__TASK DIRECTIONS__. Set out the lines below as a Markdown table with two columns, Row and Line. Put each line's number under Row and leave out the blank lines.

__DATA LINES__.

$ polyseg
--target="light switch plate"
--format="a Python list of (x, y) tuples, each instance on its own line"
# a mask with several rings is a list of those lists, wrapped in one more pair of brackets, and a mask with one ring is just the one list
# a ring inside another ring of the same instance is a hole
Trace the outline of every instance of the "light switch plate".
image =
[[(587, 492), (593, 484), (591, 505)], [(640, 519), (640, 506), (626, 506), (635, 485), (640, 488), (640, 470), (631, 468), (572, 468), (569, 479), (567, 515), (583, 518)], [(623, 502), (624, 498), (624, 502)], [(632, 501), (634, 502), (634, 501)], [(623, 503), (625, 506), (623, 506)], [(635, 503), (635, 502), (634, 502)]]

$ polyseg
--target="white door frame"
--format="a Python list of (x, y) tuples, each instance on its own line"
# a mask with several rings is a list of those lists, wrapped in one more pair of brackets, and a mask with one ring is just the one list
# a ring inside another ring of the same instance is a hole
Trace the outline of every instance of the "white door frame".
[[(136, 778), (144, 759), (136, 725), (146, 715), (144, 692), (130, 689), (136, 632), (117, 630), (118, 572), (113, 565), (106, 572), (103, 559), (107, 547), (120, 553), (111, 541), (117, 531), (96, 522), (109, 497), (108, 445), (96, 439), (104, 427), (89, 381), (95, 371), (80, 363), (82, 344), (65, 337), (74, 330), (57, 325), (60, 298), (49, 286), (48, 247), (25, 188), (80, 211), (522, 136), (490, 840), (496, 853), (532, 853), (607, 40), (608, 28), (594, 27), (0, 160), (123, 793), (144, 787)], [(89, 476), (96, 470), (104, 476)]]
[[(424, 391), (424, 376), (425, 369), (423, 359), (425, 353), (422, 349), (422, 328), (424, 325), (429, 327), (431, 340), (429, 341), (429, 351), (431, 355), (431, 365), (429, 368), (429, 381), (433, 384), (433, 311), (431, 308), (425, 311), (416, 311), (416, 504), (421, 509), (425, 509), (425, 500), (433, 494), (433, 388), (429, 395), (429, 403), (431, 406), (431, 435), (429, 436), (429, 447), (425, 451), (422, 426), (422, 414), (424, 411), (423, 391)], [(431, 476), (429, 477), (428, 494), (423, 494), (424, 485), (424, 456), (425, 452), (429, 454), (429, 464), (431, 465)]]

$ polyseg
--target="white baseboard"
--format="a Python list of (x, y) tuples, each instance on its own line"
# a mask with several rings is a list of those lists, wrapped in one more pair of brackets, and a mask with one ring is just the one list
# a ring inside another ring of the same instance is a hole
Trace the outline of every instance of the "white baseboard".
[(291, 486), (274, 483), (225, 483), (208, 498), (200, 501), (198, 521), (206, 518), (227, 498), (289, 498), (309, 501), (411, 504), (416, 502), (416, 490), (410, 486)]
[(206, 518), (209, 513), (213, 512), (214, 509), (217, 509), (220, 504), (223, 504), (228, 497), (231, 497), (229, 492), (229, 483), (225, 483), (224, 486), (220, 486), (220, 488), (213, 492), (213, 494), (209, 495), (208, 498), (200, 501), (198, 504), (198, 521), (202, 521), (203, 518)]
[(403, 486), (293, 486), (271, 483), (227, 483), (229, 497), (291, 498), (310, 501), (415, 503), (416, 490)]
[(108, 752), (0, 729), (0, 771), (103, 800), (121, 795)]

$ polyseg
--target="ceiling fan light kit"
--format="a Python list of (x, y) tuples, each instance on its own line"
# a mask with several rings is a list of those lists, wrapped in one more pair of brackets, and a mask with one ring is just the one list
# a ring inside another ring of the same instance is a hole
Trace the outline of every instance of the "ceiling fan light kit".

__OUTPUT BELOW__.
| Row | Line |
|---|---|
| 1 | $ polyseg |
| 2 | --target="light switch plate" |
| 3 | --format="a Python list of (x, y) tuples, each instance on its own line" |
| 4 | # a mask with several rings is a list of those lists, wrapped in one more pair of brackets, and a mask with one ring is just the one list |
| 5 | # a ring inside another ring of the same instance is a hole |
| 6 | Trace the outline of every instance of the "light switch plate". |
| 7 | image = |
| 8 | [[(587, 492), (593, 484), (591, 505)], [(640, 519), (640, 506), (626, 506), (635, 485), (640, 488), (640, 470), (631, 468), (572, 468), (569, 479), (567, 515), (583, 518)], [(623, 502), (624, 498), (624, 502)], [(632, 501), (634, 502), (634, 501)], [(623, 503), (625, 506), (623, 506)], [(635, 503), (635, 502), (634, 502)]] |
| 9 | $ polyseg |
| 10 | --target="white door frame" |
| 11 | --format="a Python list of (x, y) tuples, each instance on its own line" |
| 12 | # a mask with several rings is a list of those lists, wrapped in one more pair of brackets, and a mask with one ring is just the one list |
| 13 | # a ring inside another ring of the same instance is a hole |
| 14 | Trace the outline of every instance of the "white door frame". |
| 15 | [[(136, 778), (144, 759), (136, 725), (146, 715), (144, 692), (130, 689), (136, 632), (117, 630), (118, 572), (113, 565), (106, 572), (103, 559), (107, 547), (120, 553), (111, 541), (117, 531), (96, 522), (109, 497), (108, 445), (96, 439), (104, 427), (89, 381), (95, 371), (80, 363), (82, 344), (65, 337), (74, 330), (57, 325), (60, 298), (49, 286), (48, 247), (25, 188), (80, 211), (522, 136), (490, 840), (496, 853), (532, 853), (607, 40), (608, 28), (594, 27), (0, 160), (123, 793), (144, 787)], [(89, 476), (96, 470), (104, 476)]] |
| 16 | [[(424, 391), (424, 376), (425, 369), (423, 359), (425, 353), (422, 349), (422, 328), (424, 325), (429, 327), (431, 340), (429, 341), (429, 351), (431, 355), (431, 365), (429, 368), (429, 381), (433, 384), (433, 311), (431, 308), (425, 311), (416, 311), (416, 504), (421, 509), (425, 509), (425, 500), (433, 494), (433, 388), (429, 395), (429, 403), (431, 406), (431, 435), (429, 436), (429, 447), (425, 451), (422, 426), (422, 414), (424, 411), (423, 391)], [(431, 476), (429, 477), (428, 494), (423, 494), (424, 485), (424, 456), (425, 452), (429, 454), (429, 464), (431, 465)]] |
| 17 | $ polyseg |
| 18 | --target="white baseboard" |
| 19 | --format="a Python list of (x, y) tuples, each instance on its own line" |
| 20 | # a mask with several rings is a list of those lists, wrapped in one more pair of brackets, and a mask with one ring is just the one list |
| 21 | # a ring inside another ring of the same instance is a hole |
| 22 | Trace the outline of every instance of the "white baseboard". |
| 23 | [(291, 486), (274, 483), (225, 483), (208, 498), (200, 501), (198, 521), (206, 518), (227, 498), (289, 498), (309, 501), (411, 504), (416, 502), (416, 490), (410, 486)] |
| 24 | [(206, 518), (209, 513), (213, 512), (214, 509), (217, 509), (220, 504), (223, 504), (228, 497), (231, 497), (229, 492), (229, 483), (225, 483), (224, 486), (220, 486), (220, 488), (213, 492), (213, 494), (209, 495), (208, 498), (200, 501), (198, 504), (198, 521), (202, 521), (203, 518)] |
| 25 | [(403, 486), (293, 486), (271, 483), (227, 483), (229, 497), (291, 498), (310, 501), (415, 503), (416, 490)] |
| 26 | [(108, 752), (0, 729), (0, 771), (103, 800), (121, 795)] |
| 27 | $ polyseg |
| 28 | --target="ceiling fan light kit" |
| 29 | --format="a Python list of (x, y) tuples, each instance on its own line" |
| 30 | # a mask with several rings is a list of those lists, wrapped in one more pair of brackets, and a mask with one ring is just the one list |
| 31 | # a ring inside another ring of the same instance is a hole |
| 32 | Trace the outline of every instance of the "ceiling fan light kit". |